WORK REQUIRED
Filter the material below so that only the lines containing the string "canopy" remain. The match is case-sensitive.

[Data extracted from a collection]
▼▼▼

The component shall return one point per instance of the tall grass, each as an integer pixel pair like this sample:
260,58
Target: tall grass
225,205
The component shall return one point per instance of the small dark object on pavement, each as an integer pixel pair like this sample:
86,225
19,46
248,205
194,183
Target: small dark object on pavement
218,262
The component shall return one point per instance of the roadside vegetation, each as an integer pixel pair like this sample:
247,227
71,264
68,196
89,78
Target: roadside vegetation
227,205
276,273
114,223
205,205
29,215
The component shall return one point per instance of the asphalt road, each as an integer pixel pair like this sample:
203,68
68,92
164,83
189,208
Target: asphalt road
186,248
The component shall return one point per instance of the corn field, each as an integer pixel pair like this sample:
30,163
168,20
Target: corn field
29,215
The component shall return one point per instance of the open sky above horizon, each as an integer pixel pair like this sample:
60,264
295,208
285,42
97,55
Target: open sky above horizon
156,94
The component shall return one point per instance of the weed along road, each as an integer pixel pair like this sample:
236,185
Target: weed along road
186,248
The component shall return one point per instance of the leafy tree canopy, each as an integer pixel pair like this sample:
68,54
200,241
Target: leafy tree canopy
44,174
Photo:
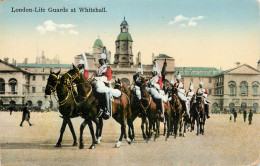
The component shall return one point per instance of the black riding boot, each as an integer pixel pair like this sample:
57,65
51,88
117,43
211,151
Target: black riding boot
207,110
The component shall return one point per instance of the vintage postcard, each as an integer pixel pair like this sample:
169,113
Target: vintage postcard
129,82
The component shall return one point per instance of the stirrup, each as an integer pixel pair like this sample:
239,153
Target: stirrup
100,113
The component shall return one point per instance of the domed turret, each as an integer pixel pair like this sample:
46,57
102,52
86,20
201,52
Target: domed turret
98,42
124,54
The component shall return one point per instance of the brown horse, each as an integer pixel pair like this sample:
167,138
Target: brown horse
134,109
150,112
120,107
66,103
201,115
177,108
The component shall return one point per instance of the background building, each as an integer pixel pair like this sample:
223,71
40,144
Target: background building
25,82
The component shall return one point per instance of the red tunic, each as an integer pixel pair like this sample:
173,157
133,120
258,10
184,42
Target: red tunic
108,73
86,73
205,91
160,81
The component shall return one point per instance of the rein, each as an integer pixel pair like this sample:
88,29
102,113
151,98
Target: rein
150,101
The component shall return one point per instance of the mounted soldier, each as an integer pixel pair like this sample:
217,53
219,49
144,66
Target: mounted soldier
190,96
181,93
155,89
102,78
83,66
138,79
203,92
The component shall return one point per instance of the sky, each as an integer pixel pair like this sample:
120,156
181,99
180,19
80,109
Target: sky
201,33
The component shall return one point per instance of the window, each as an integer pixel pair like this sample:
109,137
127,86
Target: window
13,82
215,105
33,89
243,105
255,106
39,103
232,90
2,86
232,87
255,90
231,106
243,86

▲▲▲
▼▼▼

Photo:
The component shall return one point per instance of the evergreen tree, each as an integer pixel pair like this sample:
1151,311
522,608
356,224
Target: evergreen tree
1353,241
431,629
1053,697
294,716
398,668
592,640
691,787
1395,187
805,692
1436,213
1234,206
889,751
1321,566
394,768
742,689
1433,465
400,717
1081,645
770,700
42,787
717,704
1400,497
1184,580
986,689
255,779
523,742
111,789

▲▲▲
▼▼▼

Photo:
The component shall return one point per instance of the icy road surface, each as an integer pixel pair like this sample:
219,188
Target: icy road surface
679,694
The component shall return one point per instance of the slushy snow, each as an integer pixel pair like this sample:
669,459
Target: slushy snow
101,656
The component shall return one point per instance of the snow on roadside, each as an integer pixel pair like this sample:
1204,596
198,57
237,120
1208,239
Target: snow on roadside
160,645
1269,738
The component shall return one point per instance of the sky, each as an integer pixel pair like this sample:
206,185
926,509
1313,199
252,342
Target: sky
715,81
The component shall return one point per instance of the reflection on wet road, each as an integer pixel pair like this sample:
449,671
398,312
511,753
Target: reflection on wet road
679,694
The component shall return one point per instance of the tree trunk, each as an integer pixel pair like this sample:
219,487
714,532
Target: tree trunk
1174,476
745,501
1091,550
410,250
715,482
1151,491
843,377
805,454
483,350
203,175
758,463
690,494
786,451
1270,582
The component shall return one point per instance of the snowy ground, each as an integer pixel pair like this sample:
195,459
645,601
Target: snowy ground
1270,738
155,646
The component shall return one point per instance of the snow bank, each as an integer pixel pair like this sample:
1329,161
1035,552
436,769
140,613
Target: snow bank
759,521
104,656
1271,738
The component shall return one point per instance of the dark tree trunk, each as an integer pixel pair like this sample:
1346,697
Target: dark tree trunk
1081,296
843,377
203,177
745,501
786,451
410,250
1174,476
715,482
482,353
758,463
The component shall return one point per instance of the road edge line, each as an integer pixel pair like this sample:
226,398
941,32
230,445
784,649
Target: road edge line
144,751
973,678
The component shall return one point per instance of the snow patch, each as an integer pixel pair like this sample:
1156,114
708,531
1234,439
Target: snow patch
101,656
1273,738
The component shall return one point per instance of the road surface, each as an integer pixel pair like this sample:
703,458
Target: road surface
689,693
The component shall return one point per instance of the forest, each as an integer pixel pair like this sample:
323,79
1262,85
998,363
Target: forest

▲▲▲

WRITTEN RESPONSE
The component shall return one point per instance of the leafy tree canopy, each as an integer pixel pair like this sample:
Target: leafy tree canopy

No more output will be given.